::: Available data :::
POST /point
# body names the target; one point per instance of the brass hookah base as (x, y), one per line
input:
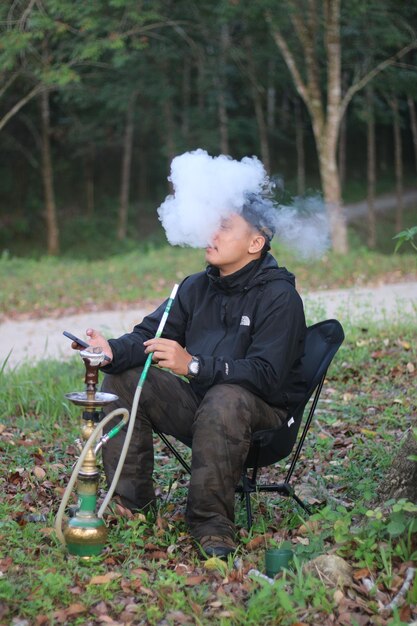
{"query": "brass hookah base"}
(86, 533)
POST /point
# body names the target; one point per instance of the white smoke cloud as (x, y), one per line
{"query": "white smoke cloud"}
(304, 227)
(207, 189)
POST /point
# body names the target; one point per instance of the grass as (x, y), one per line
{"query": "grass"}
(151, 573)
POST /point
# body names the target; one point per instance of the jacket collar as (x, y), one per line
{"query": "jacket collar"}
(237, 281)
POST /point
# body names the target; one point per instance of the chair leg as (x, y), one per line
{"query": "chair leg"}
(248, 510)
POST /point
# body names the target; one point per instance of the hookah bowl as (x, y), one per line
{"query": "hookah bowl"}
(86, 534)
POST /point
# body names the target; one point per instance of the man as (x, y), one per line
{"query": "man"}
(230, 354)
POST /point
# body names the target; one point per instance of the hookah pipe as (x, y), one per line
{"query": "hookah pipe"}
(86, 533)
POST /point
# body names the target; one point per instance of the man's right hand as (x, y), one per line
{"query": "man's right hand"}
(96, 340)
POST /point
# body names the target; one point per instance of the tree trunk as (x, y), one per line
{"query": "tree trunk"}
(271, 97)
(342, 152)
(221, 93)
(126, 167)
(325, 119)
(169, 130)
(401, 480)
(258, 106)
(413, 120)
(52, 231)
(332, 196)
(299, 144)
(393, 102)
(371, 167)
(186, 99)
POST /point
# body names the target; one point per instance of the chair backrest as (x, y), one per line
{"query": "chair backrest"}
(322, 342)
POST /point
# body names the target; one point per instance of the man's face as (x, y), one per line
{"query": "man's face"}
(233, 245)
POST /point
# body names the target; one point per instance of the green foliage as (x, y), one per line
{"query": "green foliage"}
(150, 572)
(409, 235)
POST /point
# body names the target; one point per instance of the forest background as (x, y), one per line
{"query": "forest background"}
(97, 98)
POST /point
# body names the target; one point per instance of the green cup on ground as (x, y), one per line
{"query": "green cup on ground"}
(277, 559)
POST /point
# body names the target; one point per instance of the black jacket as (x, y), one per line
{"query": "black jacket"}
(247, 328)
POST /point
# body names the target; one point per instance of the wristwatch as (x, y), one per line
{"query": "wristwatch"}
(193, 367)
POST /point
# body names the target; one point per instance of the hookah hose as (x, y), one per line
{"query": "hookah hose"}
(111, 434)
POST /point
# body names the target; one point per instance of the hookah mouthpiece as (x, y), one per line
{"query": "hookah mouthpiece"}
(94, 355)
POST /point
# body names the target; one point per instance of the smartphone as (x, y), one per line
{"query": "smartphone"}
(80, 342)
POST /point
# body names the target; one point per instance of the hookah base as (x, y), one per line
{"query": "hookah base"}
(85, 537)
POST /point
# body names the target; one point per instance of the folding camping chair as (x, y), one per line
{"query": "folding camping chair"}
(272, 445)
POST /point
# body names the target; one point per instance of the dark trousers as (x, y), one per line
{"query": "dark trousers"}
(220, 427)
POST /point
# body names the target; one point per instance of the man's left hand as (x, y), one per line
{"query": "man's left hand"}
(168, 353)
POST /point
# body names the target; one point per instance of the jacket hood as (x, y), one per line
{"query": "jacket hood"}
(257, 272)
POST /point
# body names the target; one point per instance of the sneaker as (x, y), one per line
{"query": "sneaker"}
(213, 545)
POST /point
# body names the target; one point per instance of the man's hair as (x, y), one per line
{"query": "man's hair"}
(260, 213)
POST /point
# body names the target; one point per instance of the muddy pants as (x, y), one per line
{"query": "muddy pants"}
(220, 427)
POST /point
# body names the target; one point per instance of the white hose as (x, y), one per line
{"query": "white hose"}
(98, 429)
(77, 468)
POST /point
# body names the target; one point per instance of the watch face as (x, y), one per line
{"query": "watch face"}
(194, 367)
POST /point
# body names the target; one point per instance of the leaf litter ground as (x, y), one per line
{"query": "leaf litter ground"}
(151, 571)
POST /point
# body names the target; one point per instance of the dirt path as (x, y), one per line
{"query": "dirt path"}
(41, 339)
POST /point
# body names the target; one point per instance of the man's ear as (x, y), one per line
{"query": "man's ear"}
(256, 244)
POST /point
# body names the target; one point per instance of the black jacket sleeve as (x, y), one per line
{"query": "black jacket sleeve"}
(128, 350)
(277, 343)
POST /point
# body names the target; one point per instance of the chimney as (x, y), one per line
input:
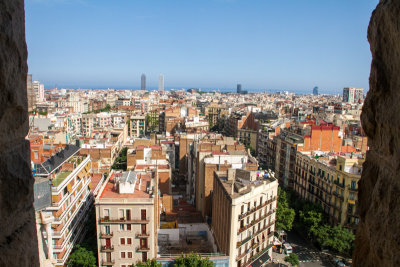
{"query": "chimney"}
(231, 174)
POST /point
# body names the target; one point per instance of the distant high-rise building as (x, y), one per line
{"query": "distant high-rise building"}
(161, 83)
(30, 93)
(38, 91)
(239, 88)
(353, 95)
(315, 90)
(143, 82)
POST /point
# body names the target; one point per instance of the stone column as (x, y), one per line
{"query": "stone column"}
(18, 240)
(378, 234)
(49, 241)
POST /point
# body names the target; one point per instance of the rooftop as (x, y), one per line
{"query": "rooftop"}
(60, 178)
(237, 182)
(141, 188)
(56, 161)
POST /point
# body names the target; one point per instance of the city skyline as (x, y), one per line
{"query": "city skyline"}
(213, 44)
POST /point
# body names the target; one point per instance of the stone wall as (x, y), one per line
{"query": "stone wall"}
(18, 240)
(378, 235)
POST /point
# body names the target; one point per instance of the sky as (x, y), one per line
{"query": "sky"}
(262, 44)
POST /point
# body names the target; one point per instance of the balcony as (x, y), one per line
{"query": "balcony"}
(336, 182)
(124, 220)
(338, 196)
(142, 249)
(107, 263)
(106, 235)
(238, 244)
(354, 189)
(142, 235)
(241, 216)
(256, 221)
(107, 248)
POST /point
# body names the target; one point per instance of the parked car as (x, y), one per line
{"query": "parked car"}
(287, 248)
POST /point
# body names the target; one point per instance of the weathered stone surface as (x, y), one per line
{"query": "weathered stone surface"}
(378, 235)
(18, 241)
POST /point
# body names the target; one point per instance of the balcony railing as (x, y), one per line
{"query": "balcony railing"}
(106, 235)
(124, 220)
(107, 248)
(339, 184)
(142, 249)
(140, 235)
(352, 188)
(107, 262)
(241, 216)
(337, 195)
(256, 221)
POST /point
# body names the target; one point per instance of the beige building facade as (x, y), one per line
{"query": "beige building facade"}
(243, 214)
(127, 217)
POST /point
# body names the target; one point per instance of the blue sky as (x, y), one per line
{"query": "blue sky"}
(262, 44)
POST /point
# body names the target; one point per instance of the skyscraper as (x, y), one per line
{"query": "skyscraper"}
(315, 90)
(161, 83)
(353, 95)
(30, 93)
(239, 88)
(143, 82)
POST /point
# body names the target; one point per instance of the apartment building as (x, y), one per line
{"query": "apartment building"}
(314, 176)
(243, 215)
(345, 190)
(138, 126)
(353, 95)
(209, 154)
(213, 112)
(152, 157)
(61, 208)
(330, 179)
(244, 128)
(127, 216)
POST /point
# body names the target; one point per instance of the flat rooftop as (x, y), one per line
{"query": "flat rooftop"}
(242, 181)
(111, 189)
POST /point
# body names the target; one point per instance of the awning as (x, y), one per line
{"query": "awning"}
(260, 260)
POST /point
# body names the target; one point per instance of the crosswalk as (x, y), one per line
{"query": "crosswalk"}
(309, 256)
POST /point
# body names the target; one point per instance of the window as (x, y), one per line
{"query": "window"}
(143, 214)
(106, 213)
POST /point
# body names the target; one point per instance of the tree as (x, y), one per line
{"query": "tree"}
(340, 239)
(311, 220)
(192, 259)
(293, 259)
(149, 263)
(322, 235)
(81, 257)
(284, 214)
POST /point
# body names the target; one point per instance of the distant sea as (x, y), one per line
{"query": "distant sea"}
(222, 90)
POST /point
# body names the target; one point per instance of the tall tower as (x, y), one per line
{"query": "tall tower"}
(161, 83)
(315, 90)
(30, 93)
(143, 82)
(239, 88)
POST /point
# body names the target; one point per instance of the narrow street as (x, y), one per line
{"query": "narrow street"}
(308, 255)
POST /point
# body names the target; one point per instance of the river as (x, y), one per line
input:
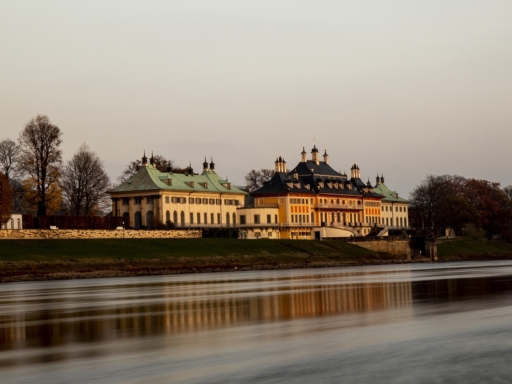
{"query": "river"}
(408, 323)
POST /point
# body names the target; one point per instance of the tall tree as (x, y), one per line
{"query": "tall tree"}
(84, 183)
(160, 162)
(5, 199)
(10, 157)
(40, 159)
(255, 179)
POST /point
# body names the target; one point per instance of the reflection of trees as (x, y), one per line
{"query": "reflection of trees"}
(179, 308)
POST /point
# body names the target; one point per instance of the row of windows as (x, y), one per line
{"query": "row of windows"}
(257, 219)
(199, 218)
(301, 218)
(338, 217)
(397, 209)
(300, 201)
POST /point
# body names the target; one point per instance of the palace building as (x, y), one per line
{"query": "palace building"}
(187, 200)
(315, 201)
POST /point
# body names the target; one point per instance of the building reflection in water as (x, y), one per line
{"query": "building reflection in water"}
(98, 314)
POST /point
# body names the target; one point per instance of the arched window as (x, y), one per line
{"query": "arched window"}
(149, 219)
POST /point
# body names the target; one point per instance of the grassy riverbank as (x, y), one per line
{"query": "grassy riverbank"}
(22, 260)
(25, 260)
(463, 248)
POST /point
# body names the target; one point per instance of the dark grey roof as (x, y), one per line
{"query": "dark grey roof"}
(309, 167)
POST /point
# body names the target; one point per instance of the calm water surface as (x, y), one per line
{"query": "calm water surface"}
(432, 323)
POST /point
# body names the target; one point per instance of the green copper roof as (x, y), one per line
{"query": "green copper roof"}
(149, 178)
(389, 195)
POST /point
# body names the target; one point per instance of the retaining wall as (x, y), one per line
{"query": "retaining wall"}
(399, 247)
(99, 234)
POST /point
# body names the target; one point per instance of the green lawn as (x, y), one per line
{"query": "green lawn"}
(77, 249)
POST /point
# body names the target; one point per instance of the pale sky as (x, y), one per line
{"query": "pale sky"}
(405, 88)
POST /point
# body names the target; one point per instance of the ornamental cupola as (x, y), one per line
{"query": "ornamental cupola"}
(314, 155)
(326, 157)
(304, 155)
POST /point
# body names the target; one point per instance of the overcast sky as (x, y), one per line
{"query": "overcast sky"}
(405, 88)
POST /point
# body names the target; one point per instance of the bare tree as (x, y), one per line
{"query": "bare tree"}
(5, 199)
(508, 191)
(10, 157)
(160, 162)
(84, 183)
(41, 158)
(255, 179)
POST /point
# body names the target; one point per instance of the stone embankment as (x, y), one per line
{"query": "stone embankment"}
(99, 234)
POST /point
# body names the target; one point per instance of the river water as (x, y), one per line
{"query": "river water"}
(410, 323)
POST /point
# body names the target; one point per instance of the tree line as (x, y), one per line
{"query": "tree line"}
(35, 180)
(478, 208)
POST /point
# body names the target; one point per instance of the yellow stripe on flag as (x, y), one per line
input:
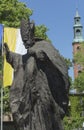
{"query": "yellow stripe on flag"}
(10, 38)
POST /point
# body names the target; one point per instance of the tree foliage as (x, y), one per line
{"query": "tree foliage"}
(79, 82)
(12, 11)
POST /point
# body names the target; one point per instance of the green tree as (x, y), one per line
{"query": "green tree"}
(12, 11)
(79, 59)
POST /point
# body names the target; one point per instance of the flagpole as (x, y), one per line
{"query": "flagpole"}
(2, 60)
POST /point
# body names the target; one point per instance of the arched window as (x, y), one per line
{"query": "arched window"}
(78, 32)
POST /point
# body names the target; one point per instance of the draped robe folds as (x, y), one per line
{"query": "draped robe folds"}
(39, 92)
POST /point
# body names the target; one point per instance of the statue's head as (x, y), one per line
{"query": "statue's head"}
(27, 33)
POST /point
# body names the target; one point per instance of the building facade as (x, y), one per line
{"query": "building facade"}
(78, 39)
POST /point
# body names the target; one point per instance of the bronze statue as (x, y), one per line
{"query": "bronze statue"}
(39, 92)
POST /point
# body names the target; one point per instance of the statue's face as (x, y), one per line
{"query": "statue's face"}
(28, 43)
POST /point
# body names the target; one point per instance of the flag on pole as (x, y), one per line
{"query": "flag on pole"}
(12, 37)
(1, 37)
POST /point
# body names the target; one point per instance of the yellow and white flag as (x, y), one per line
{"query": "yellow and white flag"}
(12, 37)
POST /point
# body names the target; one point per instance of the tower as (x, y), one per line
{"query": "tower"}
(78, 38)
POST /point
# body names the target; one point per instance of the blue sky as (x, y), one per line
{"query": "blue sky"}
(58, 16)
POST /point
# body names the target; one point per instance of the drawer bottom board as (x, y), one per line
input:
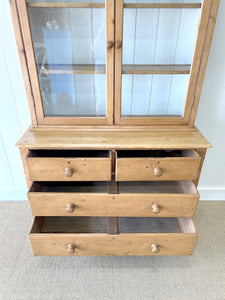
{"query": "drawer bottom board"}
(84, 236)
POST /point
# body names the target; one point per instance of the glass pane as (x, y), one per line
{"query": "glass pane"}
(69, 46)
(158, 47)
(155, 95)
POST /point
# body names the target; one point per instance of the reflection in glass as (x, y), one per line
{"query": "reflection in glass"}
(157, 37)
(69, 46)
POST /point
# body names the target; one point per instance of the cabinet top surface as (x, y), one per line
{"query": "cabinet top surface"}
(155, 138)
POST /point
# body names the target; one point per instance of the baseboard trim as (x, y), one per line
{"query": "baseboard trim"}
(216, 194)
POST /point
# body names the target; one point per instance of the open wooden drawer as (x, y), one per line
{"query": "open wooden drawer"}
(61, 236)
(139, 165)
(137, 199)
(69, 165)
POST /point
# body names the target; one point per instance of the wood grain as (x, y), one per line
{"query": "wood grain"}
(23, 60)
(156, 69)
(172, 168)
(152, 139)
(53, 169)
(204, 59)
(54, 244)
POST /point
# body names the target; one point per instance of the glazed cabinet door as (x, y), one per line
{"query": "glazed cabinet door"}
(69, 47)
(158, 48)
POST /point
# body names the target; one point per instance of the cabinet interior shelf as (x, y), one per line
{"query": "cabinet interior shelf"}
(126, 5)
(126, 69)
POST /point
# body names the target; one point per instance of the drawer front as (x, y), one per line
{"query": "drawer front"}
(122, 205)
(88, 236)
(68, 169)
(103, 244)
(151, 168)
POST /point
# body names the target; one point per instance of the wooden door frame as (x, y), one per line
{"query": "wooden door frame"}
(206, 27)
(20, 6)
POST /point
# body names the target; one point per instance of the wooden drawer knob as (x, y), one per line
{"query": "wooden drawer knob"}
(155, 248)
(69, 172)
(71, 248)
(156, 209)
(118, 45)
(157, 172)
(109, 44)
(70, 207)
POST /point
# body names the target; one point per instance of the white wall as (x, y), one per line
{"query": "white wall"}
(14, 114)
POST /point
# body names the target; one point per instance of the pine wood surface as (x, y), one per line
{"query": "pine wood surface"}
(173, 242)
(171, 168)
(152, 139)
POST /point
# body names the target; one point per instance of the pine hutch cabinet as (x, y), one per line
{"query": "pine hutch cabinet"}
(112, 159)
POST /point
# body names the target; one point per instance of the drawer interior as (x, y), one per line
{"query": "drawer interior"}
(70, 187)
(64, 225)
(69, 153)
(167, 187)
(156, 153)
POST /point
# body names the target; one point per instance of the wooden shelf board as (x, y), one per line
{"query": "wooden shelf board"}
(126, 69)
(106, 139)
(156, 69)
(126, 5)
(73, 69)
(66, 5)
(162, 5)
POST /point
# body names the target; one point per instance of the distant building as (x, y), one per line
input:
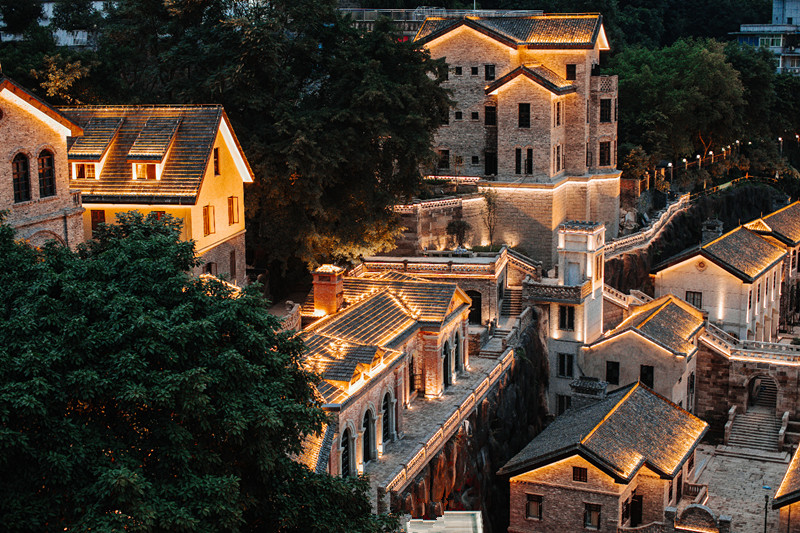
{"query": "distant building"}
(35, 187)
(781, 35)
(619, 461)
(533, 120)
(182, 160)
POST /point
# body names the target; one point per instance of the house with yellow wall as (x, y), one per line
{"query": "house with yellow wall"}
(181, 160)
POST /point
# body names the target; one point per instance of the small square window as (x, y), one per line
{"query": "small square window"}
(533, 507)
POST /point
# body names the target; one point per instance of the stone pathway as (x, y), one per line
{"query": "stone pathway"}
(735, 487)
(423, 419)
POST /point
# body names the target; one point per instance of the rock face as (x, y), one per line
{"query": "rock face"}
(733, 207)
(462, 475)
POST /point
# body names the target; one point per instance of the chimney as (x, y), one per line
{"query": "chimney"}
(712, 228)
(328, 289)
(586, 391)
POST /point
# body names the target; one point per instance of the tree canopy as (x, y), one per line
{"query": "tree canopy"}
(135, 396)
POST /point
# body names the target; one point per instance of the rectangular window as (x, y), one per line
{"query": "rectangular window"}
(591, 516)
(565, 365)
(566, 318)
(646, 375)
(612, 372)
(524, 115)
(209, 226)
(444, 159)
(98, 217)
(529, 161)
(490, 115)
(233, 210)
(533, 507)
(695, 298)
(490, 163)
(563, 402)
(605, 153)
(605, 110)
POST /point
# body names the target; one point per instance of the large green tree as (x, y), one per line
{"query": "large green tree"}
(136, 397)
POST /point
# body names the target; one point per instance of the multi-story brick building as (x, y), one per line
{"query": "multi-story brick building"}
(619, 461)
(181, 160)
(35, 181)
(533, 118)
(379, 341)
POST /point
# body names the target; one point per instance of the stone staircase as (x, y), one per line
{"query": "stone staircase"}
(512, 303)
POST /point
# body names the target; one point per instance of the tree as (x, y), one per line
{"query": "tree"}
(490, 213)
(135, 396)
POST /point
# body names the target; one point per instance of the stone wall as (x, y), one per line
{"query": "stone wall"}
(462, 476)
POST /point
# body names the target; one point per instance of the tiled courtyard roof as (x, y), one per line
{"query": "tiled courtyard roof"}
(538, 31)
(538, 74)
(669, 321)
(143, 133)
(631, 427)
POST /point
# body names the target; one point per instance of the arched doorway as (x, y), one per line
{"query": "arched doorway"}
(475, 316)
(345, 445)
(446, 373)
(367, 438)
(762, 394)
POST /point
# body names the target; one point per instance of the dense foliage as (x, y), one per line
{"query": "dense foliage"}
(134, 396)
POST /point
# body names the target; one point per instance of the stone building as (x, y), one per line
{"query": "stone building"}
(379, 342)
(181, 160)
(532, 118)
(571, 303)
(619, 461)
(735, 279)
(36, 189)
(656, 345)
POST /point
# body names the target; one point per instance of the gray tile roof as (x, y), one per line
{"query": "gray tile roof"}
(539, 31)
(631, 427)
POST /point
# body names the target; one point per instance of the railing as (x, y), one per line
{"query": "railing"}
(644, 236)
(405, 473)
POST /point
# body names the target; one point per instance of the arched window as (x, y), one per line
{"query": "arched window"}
(388, 419)
(367, 439)
(345, 445)
(21, 178)
(47, 174)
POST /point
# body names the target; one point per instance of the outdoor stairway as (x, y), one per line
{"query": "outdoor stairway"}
(757, 428)
(512, 303)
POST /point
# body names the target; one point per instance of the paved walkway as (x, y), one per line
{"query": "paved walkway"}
(735, 487)
(423, 419)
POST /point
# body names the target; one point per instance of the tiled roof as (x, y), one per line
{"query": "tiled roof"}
(539, 31)
(668, 320)
(184, 168)
(744, 252)
(538, 74)
(154, 139)
(789, 491)
(97, 136)
(631, 427)
(786, 223)
(317, 450)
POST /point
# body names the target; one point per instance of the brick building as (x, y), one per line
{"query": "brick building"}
(532, 118)
(35, 177)
(619, 461)
(379, 341)
(180, 160)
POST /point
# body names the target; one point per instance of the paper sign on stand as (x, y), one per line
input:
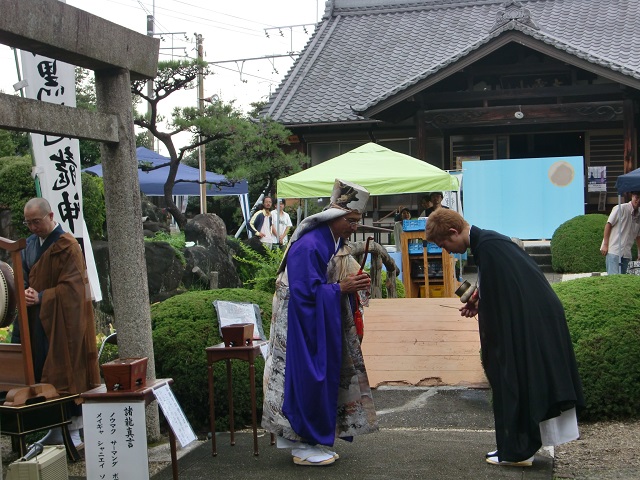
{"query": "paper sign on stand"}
(115, 439)
(174, 415)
:::
Short exercise: Report how many lines of the records above contain the string "sign". Give only the number.

Answer to the problem: 2